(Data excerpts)
= = =
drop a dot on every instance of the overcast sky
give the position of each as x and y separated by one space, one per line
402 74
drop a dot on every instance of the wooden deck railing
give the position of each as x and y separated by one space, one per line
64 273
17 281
= = =
AIM OF THE EXERCISE
When you repeat the data, keep each line exactly as given.

WRITTEN ANSWER
drop a dot on every instance of the overcast sky
give the position of each as x and y separated by one space, one per line
402 74
drop a dot on every instance of the wooden deck railing
give the position of each as x and y separated by one space, one per line
64 273
17 281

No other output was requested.